• _Aim of the exercise_
Where a line holds the word "that", copy it from the records.

Referring expression data

|---|

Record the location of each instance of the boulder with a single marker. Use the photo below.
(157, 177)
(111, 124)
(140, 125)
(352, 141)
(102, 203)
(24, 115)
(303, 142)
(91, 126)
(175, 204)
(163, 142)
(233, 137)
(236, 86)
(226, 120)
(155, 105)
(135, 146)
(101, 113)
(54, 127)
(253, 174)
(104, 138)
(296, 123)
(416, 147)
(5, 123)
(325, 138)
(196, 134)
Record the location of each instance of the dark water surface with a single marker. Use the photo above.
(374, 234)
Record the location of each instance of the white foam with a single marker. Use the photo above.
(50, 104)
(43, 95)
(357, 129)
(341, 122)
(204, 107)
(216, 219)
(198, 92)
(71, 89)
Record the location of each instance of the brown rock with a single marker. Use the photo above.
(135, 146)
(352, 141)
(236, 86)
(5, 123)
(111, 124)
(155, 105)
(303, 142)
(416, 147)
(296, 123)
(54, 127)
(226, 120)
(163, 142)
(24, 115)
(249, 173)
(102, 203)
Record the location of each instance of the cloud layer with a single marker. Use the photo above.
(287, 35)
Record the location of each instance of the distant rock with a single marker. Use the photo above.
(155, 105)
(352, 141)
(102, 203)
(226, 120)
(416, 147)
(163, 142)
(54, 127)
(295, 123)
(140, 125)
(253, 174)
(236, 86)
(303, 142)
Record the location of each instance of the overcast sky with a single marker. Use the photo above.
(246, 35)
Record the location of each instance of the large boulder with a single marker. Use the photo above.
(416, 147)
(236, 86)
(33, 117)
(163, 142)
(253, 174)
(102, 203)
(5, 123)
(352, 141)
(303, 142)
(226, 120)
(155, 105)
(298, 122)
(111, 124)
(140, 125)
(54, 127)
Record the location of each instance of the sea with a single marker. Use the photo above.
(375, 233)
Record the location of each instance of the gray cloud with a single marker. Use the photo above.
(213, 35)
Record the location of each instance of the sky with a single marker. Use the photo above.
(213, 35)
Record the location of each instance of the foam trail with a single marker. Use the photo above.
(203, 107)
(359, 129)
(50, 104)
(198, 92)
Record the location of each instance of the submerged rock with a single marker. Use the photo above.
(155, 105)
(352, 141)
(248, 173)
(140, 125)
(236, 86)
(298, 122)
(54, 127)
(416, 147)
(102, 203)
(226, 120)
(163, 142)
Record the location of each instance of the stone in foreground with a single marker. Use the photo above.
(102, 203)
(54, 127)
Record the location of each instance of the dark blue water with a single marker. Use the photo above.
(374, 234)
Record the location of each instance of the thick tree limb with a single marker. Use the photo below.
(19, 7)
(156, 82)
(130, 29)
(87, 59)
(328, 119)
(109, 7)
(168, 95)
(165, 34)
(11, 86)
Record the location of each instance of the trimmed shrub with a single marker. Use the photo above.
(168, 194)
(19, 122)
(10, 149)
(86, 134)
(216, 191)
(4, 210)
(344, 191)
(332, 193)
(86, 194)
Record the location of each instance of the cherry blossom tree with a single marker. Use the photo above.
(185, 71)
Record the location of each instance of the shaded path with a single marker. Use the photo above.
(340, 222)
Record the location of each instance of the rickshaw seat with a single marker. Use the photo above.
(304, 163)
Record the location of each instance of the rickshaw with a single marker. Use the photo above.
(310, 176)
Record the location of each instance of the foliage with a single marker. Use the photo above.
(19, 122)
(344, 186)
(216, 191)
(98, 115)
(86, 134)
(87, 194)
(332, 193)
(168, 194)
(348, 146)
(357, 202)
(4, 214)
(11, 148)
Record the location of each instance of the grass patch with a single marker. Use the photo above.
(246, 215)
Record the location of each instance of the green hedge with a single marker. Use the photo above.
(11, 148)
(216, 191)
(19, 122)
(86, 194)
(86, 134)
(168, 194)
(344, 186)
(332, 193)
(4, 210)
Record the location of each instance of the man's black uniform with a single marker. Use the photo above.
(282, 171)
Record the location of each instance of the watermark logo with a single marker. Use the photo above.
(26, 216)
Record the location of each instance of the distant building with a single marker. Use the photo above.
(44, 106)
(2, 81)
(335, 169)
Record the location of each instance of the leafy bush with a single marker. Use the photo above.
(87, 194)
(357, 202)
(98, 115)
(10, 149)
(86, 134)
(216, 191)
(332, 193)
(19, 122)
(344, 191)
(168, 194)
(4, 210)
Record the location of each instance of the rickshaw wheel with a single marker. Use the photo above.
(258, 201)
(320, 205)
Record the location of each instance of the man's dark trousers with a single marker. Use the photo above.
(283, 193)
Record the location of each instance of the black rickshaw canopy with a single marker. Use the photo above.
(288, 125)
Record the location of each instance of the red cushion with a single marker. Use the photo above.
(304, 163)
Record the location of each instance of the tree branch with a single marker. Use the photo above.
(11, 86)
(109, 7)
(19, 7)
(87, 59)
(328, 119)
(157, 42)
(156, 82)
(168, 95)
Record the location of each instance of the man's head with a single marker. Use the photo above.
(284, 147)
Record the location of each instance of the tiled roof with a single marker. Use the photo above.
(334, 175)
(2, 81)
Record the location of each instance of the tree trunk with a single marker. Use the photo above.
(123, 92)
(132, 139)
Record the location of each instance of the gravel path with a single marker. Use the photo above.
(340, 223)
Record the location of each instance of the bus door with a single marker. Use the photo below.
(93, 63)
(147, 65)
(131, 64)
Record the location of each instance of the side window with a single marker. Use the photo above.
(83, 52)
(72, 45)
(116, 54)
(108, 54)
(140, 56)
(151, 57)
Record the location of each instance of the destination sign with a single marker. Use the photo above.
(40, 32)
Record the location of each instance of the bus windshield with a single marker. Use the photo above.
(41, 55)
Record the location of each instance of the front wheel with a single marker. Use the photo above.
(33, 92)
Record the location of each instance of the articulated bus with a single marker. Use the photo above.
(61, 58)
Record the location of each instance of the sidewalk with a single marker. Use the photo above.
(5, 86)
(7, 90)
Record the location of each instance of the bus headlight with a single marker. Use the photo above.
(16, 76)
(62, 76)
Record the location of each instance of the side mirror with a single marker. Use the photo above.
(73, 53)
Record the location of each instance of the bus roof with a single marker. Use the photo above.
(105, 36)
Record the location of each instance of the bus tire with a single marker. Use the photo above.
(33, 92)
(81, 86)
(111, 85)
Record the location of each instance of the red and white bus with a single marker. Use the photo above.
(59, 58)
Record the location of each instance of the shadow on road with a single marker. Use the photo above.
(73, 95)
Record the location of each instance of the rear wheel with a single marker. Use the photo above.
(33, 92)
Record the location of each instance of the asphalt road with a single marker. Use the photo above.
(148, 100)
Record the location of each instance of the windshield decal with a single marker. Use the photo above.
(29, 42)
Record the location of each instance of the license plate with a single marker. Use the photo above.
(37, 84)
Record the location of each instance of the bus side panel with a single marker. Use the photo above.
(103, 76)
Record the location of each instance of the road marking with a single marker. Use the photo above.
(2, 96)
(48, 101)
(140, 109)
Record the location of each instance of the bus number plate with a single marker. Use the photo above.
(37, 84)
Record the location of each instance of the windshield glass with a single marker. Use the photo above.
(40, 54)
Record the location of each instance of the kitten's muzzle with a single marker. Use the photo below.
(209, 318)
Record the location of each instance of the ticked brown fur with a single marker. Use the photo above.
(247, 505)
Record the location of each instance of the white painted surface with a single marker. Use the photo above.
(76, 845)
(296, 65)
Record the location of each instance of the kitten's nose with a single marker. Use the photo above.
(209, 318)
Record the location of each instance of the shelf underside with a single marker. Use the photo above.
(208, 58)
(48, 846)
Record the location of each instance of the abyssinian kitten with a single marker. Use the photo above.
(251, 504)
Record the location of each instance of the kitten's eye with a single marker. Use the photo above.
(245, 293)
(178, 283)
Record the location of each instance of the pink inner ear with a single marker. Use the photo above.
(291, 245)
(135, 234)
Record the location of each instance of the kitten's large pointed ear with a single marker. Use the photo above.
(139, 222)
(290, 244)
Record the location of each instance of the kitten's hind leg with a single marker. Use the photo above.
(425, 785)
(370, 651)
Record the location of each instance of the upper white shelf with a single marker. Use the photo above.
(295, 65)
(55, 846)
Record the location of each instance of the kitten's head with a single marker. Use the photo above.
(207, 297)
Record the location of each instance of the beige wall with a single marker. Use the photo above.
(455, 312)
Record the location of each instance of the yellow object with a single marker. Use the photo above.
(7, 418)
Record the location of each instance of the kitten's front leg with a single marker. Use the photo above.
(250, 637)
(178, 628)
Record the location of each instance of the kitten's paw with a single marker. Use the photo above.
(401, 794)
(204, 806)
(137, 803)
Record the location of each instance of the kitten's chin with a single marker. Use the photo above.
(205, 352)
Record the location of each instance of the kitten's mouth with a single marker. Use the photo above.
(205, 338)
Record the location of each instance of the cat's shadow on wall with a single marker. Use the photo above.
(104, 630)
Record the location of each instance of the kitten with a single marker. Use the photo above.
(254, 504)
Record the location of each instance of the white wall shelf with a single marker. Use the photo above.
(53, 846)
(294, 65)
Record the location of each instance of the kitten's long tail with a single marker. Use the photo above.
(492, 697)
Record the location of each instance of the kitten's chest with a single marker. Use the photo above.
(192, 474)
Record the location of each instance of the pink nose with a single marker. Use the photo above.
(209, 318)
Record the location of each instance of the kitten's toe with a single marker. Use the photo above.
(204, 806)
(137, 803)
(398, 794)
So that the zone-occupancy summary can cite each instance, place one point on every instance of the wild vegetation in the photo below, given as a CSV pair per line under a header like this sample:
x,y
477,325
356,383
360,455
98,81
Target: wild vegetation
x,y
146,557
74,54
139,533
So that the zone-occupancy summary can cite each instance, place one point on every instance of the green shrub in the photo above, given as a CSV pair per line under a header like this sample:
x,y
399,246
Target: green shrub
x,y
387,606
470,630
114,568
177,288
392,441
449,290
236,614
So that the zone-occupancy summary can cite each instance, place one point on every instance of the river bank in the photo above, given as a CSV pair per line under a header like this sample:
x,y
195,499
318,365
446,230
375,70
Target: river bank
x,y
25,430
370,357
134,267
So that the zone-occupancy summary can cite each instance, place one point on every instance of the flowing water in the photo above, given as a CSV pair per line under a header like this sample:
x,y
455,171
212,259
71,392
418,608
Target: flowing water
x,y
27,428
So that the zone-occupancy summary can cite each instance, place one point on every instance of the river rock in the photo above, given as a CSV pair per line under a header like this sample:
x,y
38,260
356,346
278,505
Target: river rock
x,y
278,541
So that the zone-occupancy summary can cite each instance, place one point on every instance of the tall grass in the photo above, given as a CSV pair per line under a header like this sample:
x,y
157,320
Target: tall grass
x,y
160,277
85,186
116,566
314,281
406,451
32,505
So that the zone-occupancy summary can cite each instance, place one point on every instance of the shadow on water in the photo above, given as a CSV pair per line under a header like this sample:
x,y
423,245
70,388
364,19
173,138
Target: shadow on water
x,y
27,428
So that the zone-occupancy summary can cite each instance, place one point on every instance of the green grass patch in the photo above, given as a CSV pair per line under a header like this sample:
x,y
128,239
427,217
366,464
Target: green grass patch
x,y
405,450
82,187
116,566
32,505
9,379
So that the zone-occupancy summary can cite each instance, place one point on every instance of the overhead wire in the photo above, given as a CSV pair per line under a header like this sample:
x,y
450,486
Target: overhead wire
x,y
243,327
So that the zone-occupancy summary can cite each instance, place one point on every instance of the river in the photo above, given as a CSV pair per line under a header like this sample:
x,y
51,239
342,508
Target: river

|---|

• _Answer below_
So that the zone-occupancy summary can cite each instance, place one point on every instance of the wild vegetation in the photo below, given as a CSV pair per line under a header like this sample:
So that the zone-occupancy summary can cite each instance, place one point on every instance of the green shrub in the photo above, given as a CSV pair per line under a header like this sample:
So that the zone-occupancy summary can cite each instance, place one point on every instance of the river bank in the photo above, given as a CSV pair per line under a header like this sample:
So that the zone-occupancy summary can cite each instance, place one point on every instance of the flowing water in the photo above, given as a CSV pair per line under a header like this sample:
So that the zone-occupancy summary can cite each instance, place one point on every instance of the river rock in the photo above, given as a CSV pair per line under a header like this sample:
So that the zone-occupancy summary can cite each instance, place one point on every instance of the tall grass in the photo above, given as a CSV pair per line under a header like this sample:
So that the zone-occupancy summary can cite each instance, place one point on every instance of the shadow on water in the photo above, given as a CSV pair per line under a header like this sample:
So that the zone-occupancy summary can cite each instance, place one point on every instance of the green grass patch in the photo above, given as a CSV pair per line under a header like this sample:
So that the zone-occupancy summary can cite each instance, place one point on every instance of the overhead wire in the photo above, given as a CSV pair per line under a header like this sample:
So that the zone-occupancy summary can cite each instance, place one point on every instance of the river in the photo above, given as a CSV pair per line under a header like this sample:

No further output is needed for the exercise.